Work required:
Print the range of lines that opens with the line containing "Where can you see the yellow" and closes with the last line of the listing. Include both ends; print nothing more.

[START OF Data rows]

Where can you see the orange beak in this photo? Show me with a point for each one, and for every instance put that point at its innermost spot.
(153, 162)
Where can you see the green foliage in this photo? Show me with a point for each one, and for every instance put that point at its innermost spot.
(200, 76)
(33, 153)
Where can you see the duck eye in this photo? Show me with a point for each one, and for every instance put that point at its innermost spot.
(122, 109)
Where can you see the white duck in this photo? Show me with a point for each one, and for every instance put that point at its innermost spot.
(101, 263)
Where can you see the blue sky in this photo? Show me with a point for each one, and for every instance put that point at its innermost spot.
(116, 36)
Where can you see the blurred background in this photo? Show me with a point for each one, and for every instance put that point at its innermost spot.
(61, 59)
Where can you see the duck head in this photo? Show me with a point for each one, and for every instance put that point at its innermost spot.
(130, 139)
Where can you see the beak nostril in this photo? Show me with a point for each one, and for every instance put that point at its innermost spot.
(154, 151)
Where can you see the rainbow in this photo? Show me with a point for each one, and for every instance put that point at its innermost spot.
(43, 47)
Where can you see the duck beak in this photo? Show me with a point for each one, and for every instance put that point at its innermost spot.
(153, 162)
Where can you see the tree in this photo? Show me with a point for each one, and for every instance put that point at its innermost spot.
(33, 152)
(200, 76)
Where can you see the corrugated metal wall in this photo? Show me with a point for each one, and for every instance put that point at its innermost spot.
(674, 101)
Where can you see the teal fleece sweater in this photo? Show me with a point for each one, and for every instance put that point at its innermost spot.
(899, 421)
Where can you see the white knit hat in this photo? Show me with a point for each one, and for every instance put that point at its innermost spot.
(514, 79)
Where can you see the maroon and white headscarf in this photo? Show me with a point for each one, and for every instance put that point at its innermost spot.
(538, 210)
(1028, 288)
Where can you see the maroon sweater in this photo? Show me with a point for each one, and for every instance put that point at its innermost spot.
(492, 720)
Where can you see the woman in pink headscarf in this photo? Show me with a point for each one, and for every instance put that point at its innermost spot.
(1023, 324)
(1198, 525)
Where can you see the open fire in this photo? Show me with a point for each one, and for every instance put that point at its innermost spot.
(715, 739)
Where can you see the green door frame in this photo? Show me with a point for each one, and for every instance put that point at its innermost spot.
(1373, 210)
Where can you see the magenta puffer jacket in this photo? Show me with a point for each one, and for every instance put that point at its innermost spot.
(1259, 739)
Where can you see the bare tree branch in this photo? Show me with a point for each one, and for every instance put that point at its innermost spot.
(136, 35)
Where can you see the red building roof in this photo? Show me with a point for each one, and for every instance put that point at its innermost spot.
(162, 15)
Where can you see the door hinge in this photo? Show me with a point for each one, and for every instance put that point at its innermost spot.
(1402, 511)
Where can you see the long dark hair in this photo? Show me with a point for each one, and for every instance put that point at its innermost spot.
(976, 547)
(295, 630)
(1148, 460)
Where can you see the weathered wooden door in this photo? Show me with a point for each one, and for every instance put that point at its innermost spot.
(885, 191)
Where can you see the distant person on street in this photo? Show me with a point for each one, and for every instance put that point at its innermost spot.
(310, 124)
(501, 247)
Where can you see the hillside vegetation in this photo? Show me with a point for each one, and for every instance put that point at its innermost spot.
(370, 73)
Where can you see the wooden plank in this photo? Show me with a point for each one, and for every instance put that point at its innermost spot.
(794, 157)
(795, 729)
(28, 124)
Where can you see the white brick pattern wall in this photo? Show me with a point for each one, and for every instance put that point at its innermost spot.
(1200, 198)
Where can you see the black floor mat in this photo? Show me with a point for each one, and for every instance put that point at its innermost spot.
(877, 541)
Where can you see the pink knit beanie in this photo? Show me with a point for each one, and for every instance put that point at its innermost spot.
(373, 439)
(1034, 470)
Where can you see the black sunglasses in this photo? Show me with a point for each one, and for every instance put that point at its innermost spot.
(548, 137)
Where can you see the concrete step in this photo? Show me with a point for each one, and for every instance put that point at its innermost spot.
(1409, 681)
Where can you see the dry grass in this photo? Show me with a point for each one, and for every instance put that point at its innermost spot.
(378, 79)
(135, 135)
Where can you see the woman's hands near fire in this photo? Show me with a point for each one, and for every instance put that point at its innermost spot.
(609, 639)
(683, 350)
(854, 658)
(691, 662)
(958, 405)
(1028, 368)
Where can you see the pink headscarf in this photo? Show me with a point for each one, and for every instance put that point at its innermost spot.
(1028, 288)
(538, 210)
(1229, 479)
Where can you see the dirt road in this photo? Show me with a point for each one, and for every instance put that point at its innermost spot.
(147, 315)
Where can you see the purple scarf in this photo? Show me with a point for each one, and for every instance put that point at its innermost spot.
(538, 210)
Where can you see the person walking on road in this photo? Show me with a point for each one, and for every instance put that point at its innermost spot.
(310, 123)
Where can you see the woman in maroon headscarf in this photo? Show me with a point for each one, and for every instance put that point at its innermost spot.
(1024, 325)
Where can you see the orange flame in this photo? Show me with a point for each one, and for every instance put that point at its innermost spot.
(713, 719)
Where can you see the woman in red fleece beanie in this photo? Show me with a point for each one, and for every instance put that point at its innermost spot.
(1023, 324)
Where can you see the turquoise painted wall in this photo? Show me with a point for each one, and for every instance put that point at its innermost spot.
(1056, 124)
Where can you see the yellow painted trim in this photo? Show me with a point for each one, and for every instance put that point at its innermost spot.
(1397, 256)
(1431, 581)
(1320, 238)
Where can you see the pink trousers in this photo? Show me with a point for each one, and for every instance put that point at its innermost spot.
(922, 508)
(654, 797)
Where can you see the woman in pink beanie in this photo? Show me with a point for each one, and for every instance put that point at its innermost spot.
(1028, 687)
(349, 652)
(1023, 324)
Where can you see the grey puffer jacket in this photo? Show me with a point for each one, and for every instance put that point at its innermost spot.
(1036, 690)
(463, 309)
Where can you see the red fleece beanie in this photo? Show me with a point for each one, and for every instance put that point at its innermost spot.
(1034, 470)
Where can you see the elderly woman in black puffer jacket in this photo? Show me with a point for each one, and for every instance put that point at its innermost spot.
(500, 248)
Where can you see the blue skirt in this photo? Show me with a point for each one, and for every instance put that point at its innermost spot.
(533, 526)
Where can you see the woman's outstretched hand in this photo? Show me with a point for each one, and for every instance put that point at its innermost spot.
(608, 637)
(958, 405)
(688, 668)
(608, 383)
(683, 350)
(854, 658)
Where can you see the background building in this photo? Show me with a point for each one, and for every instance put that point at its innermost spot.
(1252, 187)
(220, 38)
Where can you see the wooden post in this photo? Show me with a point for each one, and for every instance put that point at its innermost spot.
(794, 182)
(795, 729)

[END OF Data rows]

The result:
Where can you see the yellow painted trim in this photo? Show me with a point for each one, and for every instance put that point at its innermost spot.
(1397, 256)
(1431, 581)
(1320, 238)
Where can you see the pink trousers in this photo? Show me with a point for each one, and for every instance put that point at its innermost spot.
(922, 508)
(654, 797)
Where can you see the woman in pink beanie in this photo? Show me with a point for each one, and for every instance put that point at its innermost spot.
(1028, 687)
(349, 652)
(1023, 324)
Where can you see the grey puffer jacket in this photo? Show me with a point for each one, and for every instance put that point at its innermost spot.
(1036, 690)
(463, 309)
Where can you see the red fleece beanie in this photo? Show me with a point for each one, and for every instance put that point at its innermost spot.
(1034, 470)
Where can you see the elderly woman in black puffer jacket in this photo? Show me with a point for each one, and for every instance put that point at its innermost spot.
(500, 248)
Where can you see the blue skirt in this photo? Show me with a point for each one, and for every instance put that point at its innermost spot.
(533, 526)
Where can you see the woman's outstretched hand in this photo? Show me with a point for each one, and for every instance put that point at its innermost spot.
(608, 637)
(958, 405)
(688, 668)
(608, 383)
(683, 350)
(854, 658)
Where can you see the background building in this photo? Show me with a point for each one, and for every instance put that point at its innermost spot.
(1252, 187)
(220, 38)
Where can you see the wooden post in this photo? Show me with a point for each one, and for every instance put that point at its innermost spot.
(794, 182)
(795, 729)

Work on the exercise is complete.